- TASK BRIEF
Gather every line of the records below that contains the word "rice".

- EXERCISE MATERIAL
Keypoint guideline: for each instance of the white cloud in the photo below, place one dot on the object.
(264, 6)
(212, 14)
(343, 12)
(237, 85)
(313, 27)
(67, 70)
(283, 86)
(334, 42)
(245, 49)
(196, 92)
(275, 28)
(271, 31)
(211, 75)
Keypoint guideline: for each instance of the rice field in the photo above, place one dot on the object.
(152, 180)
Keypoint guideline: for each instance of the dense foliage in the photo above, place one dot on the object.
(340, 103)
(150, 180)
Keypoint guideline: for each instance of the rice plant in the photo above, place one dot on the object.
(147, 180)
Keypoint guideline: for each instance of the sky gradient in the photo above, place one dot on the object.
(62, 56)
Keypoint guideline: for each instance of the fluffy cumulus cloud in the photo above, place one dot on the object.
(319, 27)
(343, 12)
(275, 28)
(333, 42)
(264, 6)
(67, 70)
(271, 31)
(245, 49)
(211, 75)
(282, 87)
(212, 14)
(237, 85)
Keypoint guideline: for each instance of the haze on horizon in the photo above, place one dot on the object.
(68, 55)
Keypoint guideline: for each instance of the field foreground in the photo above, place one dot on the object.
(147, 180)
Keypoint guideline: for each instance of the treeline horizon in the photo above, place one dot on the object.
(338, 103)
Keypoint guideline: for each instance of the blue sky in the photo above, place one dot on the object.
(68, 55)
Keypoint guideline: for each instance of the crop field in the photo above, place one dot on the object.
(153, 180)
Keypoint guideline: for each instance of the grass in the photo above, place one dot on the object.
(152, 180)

---

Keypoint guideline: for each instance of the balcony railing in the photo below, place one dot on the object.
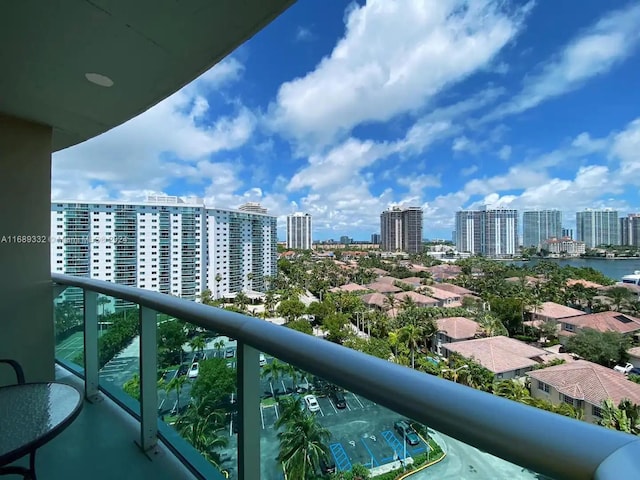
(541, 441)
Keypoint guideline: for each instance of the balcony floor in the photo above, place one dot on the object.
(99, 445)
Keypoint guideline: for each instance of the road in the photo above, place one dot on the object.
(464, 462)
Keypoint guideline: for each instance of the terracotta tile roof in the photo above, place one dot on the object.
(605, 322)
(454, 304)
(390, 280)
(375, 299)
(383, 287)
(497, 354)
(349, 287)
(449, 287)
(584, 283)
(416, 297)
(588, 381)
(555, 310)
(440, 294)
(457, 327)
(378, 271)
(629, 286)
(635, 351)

---

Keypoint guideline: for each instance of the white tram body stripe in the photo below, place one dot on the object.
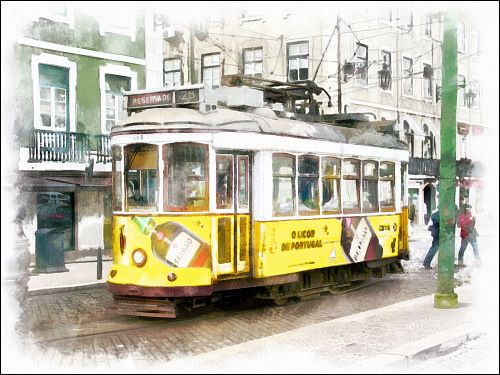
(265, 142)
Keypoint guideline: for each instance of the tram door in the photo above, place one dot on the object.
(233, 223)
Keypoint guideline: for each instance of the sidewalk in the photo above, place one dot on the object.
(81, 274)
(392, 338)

- ANSWER TO THIS TASK
Keypoint guideline: for each instance of the rice field in the photo above, place one dot on the object.
Keypoint guideline: for each instance of the rice plant in the photo above, place one dot on the object.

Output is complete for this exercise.